- _Your objective_: Which lines of the entries hold the string "surface"? Copy each one.

- _Material shown_:
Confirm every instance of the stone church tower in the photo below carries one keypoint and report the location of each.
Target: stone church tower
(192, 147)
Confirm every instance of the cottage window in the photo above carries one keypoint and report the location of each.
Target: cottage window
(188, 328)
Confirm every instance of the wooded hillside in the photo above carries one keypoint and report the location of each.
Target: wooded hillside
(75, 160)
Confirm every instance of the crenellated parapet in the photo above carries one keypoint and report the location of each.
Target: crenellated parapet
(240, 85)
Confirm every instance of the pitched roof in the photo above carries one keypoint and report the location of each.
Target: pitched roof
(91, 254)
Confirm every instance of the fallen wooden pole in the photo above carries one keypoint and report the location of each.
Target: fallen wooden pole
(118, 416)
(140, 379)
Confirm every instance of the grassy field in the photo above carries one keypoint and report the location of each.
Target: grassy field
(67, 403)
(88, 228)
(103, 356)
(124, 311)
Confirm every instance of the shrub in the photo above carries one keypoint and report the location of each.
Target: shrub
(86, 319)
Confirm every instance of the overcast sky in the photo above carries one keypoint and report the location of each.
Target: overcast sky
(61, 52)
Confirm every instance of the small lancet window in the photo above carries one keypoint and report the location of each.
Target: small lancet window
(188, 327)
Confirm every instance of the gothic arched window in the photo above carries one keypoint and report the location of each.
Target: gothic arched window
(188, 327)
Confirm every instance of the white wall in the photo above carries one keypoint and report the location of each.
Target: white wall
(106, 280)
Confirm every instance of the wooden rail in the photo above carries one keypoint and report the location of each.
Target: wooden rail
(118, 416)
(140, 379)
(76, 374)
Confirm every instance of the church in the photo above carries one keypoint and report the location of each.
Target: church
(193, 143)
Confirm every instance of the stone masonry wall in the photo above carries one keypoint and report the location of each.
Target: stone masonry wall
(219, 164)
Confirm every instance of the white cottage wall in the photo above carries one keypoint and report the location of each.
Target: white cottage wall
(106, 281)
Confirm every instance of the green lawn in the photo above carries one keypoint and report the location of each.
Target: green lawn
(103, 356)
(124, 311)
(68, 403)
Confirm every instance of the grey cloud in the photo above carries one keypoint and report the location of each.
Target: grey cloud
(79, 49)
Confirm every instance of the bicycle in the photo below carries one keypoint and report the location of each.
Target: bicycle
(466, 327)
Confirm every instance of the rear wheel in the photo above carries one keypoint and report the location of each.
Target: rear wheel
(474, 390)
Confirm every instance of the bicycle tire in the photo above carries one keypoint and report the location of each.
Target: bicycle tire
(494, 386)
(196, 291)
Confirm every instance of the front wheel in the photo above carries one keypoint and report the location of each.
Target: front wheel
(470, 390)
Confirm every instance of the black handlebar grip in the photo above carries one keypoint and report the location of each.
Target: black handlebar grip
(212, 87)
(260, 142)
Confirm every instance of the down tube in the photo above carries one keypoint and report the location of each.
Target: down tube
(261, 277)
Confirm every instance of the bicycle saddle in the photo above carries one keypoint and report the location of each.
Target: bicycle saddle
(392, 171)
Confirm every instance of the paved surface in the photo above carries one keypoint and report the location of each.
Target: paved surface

- _Reply to the exercise_:
Confirm every instance of the paved surface in the photo above carries one keypoint and report the location of each.
Target: paved surface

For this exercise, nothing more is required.